- [EXERCISE TEXT]:
Start of Block
Alien: Isolation is ‘The “Alien” Game We’ve Always Wanted to Play’
‘CRT, Not LCD’
The alien itself is the biggest part of what Alien: Isolation is, but in chasing an authentic Alien experience, The Creative Assembly spent a lot of time and energy focused on smaller, subtler things. The team used the original film concept art work by artist Ron Cobb as its frame of reference for visual style as it expanded those designs to Sevastopol, Lead UI Artist Jon McKellan said, and used assets like signage from the Nostromo and assets from Fox to inform design whenever possible.
In order to maintain authenticity, McKellan said the game’s artists used different areas of the Nostromo as archetypes — hospital areas on Sevastopol look like the Nostromo’s infirmary, for example; technical areas look like the Nostromo’s engineering section; and so on.
“Fox was really great, they’ve been amazing with us, and they provided us with 3 terabytes of stuff that people hadn’t seen before, that’s never been made public,” McKellan said. “…Things like blueprints of the original set of the Nostromo, so we could work out exactly what size and shape things were, cross-sections of props and chairs that told us what materials they were made out of, so we would know if they were made of plastic or polystyrene. It just gave us so much to go on.”
“We had this rule: If a prop couldn’t have been made in ’79 with the things that they had around, then we wouldn’t make it either.”
Filling a space station with the stuff that one might expect to be there meant creating new props and materials beyond what appeared in the film, though, and McKellan said the artists tried to keep as much authenticity as possible by referencing old analog devices. Those things included “old war radios and portable televisions,” he said, and as Court noted, “Everything looks like a tool.”
As Hope put it in something of a metaphor for Alien: Isolation’s take on future technology, the emphasis is on CRT — old-style cathode ray tube television technology — and not LCD, or more modern-looking screens and tech.
End of Block
- [YOUR TASKS]:
• 1. Swap "hospital areas" for "medical wards" in the Alien: Isolation article, reproducing the passage starting at "In order to" and ending at "section; and so on.".
• 2. According to the Alien: Isolation article, how much previously unseen material did Fox provide to the team?
The listing that comes next is separate material, unrelated to the Alien: Isolation article.

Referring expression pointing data
Start of Block
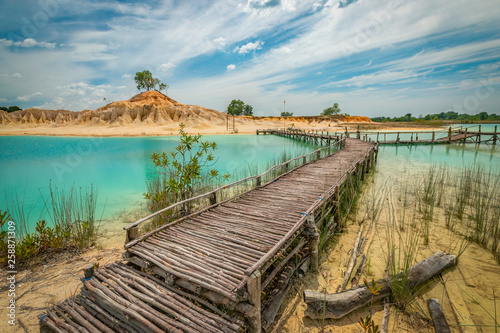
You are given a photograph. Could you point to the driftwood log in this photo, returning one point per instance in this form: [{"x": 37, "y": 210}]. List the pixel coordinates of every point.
[
  {"x": 281, "y": 288},
  {"x": 321, "y": 305},
  {"x": 440, "y": 323}
]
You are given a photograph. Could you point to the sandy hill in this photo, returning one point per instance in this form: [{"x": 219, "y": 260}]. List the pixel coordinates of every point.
[
  {"x": 152, "y": 113},
  {"x": 150, "y": 107}
]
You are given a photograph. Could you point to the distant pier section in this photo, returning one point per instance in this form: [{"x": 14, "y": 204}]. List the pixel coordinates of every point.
[
  {"x": 471, "y": 134},
  {"x": 320, "y": 137}
]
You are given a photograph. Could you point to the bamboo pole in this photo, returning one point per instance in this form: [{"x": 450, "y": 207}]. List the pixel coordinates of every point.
[{"x": 254, "y": 298}]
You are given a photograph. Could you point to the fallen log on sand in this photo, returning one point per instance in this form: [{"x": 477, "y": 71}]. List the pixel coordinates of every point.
[
  {"x": 440, "y": 323},
  {"x": 321, "y": 305}
]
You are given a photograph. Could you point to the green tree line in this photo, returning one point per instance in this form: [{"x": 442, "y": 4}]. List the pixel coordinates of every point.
[
  {"x": 10, "y": 108},
  {"x": 450, "y": 115}
]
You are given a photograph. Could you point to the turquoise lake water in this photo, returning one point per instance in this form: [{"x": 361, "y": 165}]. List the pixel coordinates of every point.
[{"x": 117, "y": 166}]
End of Block
- [SOLUTIONS]:
• 1.
In order to maintain authenticity, McKellan said the game’s artists used different areas of the Nostromo as archetypes — medical wards on Sevastopol look like the Nostromo’s infirmary, for example; technical areas look like the Nostromo’s engineering section; and so on.

• 2. 3 terabytes